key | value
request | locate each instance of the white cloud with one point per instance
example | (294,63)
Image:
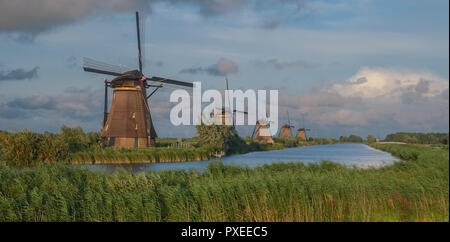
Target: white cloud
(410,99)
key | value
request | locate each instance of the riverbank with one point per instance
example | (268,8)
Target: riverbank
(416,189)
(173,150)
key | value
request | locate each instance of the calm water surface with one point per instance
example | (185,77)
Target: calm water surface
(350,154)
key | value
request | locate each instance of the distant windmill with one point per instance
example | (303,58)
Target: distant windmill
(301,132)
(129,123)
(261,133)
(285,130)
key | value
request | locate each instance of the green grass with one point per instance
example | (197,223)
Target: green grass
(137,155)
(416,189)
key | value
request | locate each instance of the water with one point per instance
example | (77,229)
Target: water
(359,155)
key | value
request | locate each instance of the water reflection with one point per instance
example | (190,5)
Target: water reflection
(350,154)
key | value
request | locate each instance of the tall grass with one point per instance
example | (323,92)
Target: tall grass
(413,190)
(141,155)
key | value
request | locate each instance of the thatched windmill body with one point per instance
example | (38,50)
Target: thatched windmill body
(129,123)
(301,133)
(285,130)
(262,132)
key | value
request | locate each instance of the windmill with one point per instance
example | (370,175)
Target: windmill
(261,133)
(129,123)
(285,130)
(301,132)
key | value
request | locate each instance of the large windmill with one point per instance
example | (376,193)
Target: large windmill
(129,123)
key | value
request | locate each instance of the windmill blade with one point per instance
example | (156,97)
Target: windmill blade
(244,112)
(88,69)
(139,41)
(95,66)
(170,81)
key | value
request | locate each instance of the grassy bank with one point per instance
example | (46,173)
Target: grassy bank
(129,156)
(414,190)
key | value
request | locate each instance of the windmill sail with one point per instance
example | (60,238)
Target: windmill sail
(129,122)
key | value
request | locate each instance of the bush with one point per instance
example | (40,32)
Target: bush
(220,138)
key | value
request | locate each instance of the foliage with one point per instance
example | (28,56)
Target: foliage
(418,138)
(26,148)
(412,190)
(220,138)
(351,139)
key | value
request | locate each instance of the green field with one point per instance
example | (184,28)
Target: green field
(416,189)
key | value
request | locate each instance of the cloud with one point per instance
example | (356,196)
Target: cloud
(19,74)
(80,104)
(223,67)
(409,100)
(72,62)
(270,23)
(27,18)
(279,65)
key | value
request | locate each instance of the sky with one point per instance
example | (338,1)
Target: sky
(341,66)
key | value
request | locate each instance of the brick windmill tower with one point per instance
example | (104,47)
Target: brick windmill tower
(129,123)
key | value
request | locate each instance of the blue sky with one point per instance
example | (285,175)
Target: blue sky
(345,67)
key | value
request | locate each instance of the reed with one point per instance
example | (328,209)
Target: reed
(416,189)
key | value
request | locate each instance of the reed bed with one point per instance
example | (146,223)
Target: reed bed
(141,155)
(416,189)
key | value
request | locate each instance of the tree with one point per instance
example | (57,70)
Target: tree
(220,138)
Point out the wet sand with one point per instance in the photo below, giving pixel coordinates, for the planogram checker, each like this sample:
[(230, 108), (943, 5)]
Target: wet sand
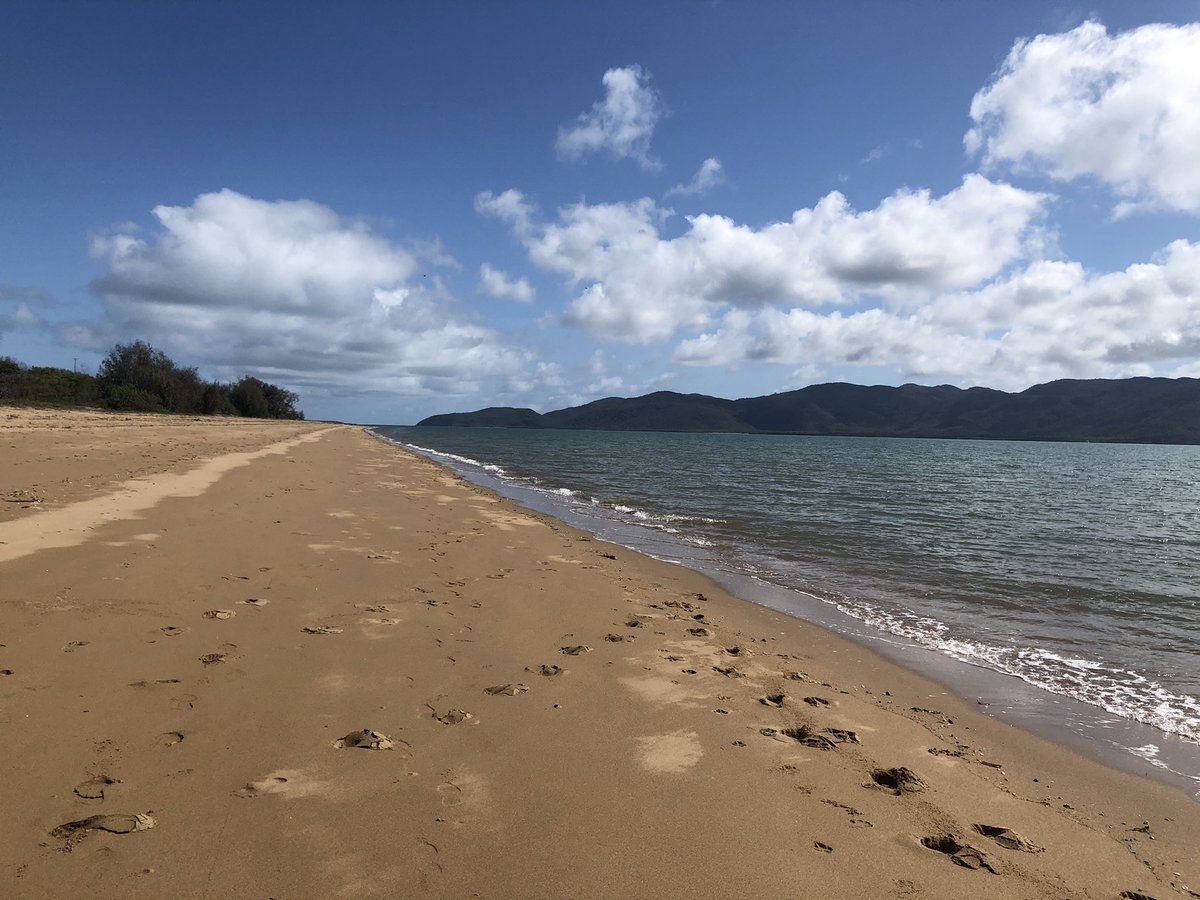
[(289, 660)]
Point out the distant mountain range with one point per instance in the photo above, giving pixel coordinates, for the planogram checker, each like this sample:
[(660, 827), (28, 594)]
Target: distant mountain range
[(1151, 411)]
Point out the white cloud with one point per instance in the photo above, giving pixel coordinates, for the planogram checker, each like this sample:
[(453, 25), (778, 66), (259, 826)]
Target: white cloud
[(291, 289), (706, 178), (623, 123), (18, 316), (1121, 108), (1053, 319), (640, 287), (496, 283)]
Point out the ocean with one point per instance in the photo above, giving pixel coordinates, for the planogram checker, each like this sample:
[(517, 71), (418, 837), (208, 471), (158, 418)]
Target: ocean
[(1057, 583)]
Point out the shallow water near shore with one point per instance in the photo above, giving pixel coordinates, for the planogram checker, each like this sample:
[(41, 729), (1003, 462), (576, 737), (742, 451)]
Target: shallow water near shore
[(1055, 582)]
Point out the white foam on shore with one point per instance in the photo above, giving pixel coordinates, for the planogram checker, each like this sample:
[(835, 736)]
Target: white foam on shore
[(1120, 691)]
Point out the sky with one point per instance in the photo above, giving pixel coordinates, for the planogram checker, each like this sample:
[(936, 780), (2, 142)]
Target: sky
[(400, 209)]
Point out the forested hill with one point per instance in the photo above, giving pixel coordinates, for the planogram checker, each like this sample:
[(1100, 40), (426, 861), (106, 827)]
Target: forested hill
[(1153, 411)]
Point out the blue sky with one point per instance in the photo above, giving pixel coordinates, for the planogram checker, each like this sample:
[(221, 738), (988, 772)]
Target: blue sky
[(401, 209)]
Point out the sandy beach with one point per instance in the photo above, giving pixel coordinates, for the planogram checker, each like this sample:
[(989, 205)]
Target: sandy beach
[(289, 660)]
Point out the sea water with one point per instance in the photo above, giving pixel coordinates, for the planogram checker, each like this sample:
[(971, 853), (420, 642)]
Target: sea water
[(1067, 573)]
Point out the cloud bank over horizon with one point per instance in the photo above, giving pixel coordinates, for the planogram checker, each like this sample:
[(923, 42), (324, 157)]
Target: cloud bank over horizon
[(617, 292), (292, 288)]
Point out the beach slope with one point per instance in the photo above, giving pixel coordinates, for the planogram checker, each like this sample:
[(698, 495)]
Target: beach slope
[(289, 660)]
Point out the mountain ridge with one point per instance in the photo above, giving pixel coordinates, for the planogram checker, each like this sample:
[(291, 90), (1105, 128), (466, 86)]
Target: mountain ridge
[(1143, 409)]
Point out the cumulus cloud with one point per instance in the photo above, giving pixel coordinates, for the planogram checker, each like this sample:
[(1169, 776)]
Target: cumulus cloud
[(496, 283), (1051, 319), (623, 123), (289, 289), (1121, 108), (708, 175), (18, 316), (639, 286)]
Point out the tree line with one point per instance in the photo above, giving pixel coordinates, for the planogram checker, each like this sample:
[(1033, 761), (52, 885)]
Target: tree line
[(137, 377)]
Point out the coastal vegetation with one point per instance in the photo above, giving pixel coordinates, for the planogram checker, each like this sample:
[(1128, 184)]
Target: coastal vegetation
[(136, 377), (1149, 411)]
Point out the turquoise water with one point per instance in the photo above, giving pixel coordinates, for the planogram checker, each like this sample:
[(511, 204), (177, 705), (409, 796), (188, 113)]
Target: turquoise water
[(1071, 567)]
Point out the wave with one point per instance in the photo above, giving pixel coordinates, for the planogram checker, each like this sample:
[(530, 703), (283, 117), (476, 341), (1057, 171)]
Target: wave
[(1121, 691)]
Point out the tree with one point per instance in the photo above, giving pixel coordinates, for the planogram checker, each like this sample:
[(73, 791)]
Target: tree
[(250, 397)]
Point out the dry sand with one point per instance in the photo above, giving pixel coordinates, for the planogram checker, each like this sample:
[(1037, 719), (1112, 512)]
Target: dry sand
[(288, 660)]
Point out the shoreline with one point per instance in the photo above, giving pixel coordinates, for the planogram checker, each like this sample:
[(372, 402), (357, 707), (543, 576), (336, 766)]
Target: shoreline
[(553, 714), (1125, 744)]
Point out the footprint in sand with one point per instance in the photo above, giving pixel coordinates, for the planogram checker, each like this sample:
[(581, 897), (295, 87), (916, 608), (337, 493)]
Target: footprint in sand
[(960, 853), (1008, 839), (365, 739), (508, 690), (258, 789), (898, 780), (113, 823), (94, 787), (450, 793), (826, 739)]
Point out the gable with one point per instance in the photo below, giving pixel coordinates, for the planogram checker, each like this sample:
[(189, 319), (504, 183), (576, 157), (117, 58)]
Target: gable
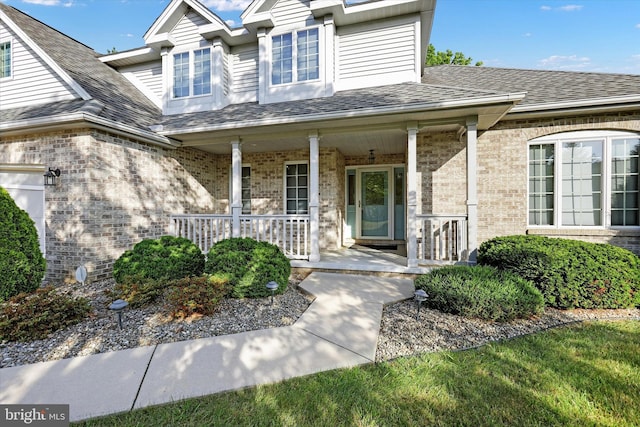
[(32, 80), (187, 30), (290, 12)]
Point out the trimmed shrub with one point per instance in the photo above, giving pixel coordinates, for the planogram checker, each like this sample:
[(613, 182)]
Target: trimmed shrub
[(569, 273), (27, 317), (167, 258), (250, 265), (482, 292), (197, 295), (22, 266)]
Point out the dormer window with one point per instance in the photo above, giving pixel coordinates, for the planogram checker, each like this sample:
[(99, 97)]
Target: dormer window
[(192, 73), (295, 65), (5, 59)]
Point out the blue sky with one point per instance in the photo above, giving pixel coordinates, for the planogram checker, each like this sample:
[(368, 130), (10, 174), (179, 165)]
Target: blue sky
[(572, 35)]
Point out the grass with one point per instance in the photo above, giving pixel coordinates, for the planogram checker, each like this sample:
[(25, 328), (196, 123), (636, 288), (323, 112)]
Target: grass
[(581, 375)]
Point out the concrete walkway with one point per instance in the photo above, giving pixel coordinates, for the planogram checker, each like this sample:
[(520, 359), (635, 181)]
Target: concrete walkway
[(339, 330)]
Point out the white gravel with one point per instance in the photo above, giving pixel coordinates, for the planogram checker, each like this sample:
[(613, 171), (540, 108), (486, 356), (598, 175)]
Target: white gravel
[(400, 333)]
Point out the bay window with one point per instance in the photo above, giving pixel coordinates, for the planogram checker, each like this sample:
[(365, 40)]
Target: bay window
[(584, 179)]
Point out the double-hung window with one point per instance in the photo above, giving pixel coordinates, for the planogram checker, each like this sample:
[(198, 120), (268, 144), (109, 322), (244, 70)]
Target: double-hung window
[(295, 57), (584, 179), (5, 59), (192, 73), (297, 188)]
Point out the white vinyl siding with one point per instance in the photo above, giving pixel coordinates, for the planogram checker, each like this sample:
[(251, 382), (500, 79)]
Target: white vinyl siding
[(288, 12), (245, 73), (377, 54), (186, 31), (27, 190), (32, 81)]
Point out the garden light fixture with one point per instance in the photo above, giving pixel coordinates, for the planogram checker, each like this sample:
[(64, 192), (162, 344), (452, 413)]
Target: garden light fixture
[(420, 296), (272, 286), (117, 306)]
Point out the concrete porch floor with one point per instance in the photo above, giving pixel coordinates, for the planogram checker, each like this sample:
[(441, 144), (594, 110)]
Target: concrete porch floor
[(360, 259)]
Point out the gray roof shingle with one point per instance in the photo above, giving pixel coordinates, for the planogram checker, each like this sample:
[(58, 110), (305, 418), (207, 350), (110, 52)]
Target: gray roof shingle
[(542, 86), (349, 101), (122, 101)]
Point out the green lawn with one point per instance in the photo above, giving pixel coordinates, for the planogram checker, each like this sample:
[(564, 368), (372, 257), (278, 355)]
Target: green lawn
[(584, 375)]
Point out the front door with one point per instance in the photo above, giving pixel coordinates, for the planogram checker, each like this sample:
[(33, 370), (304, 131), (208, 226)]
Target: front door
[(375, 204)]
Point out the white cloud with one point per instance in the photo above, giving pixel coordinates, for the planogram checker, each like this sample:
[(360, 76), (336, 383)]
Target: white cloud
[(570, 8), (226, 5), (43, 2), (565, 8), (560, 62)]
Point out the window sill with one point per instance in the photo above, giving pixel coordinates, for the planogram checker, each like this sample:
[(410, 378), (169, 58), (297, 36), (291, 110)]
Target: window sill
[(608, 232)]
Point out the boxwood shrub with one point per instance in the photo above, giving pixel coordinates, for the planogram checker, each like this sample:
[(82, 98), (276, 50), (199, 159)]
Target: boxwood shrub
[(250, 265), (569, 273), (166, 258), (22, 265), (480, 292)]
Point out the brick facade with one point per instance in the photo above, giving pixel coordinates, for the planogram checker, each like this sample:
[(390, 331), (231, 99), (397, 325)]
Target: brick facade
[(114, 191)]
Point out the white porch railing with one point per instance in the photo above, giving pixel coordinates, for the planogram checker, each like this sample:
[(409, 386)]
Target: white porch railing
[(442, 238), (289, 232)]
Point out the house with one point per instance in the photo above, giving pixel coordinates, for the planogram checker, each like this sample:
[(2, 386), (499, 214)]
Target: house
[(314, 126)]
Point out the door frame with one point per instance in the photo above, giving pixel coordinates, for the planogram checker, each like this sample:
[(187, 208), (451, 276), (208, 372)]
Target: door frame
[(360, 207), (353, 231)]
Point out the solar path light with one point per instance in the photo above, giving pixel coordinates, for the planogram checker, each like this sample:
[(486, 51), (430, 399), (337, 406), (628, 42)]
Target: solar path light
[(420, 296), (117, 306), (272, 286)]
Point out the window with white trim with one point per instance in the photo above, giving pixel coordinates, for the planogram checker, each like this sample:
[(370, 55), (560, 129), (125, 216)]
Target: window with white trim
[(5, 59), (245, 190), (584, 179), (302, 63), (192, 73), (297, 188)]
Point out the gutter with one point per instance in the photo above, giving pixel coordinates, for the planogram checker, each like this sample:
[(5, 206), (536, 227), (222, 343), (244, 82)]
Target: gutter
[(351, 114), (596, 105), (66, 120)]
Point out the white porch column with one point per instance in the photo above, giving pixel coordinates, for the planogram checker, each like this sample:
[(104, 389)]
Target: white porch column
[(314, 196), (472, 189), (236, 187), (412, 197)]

════════════════════

**Your task:** Working from the entries above, reproduce exactly and only the lines beginning with the line that has "request | locate each instance of the white" and ending with the line that has "request | locate each instance of the windmill sail"; omit all pictures.

**Written answer:**
request | locate each instance of the white cloud with one point per instance
example | (294,63)
Image:
Target: white cloud
(410,99)
key | value
request | locate each instance of the riverbank with one point per instance
example | (268,8)
Target: riverbank
(416,189)
(173,150)
key | value
request | locate each instance of the calm water surface with one point per instance
example | (185,77)
Target: calm water surface
(350,154)
key | value
request | locate each instance of the distant windmill with one point per instance
example | (303,58)
Target: distant windmill
(301,132)
(129,123)
(261,133)
(285,130)
key | value
request | locate each instance of the green grass with one point per instance
example | (197,223)
Target: green grass
(137,155)
(416,189)
key | value
request | locate each instance of the water with one point per instance
example | (77,229)
Target: water
(359,155)
key | value
request | locate each instance of the water reflection with one point per instance
example | (190,5)
Target: water reflection
(350,154)
key | value
request | locate each instance of the tall grass with one point per instance
example | (323,92)
Target: tall grass
(413,190)
(141,155)
key | value
request | locate each instance of the thatched windmill body with one point per instance
example | (38,50)
Target: thatched windmill body
(129,123)
(301,133)
(285,130)
(262,132)
key | value
request | locate each instance of the windmill with one point per instance
example | (370,175)
Target: windmill
(261,133)
(129,123)
(285,130)
(301,132)
key | value
request | locate each instance of the large windmill with one point per instance
example | (376,193)
Target: large windmill
(129,123)
key | value
request | locate each instance of the windmill blade with one point per instance
example | (156,97)
Target: windmill blade
(244,112)
(88,69)
(139,41)
(95,66)
(170,81)
key | value
request | locate each instance of the grassy bank with one point per instance
example | (46,173)
Target: grassy bank
(129,156)
(414,190)
key | value
request | locate each instance of the windmill sail with one point per instance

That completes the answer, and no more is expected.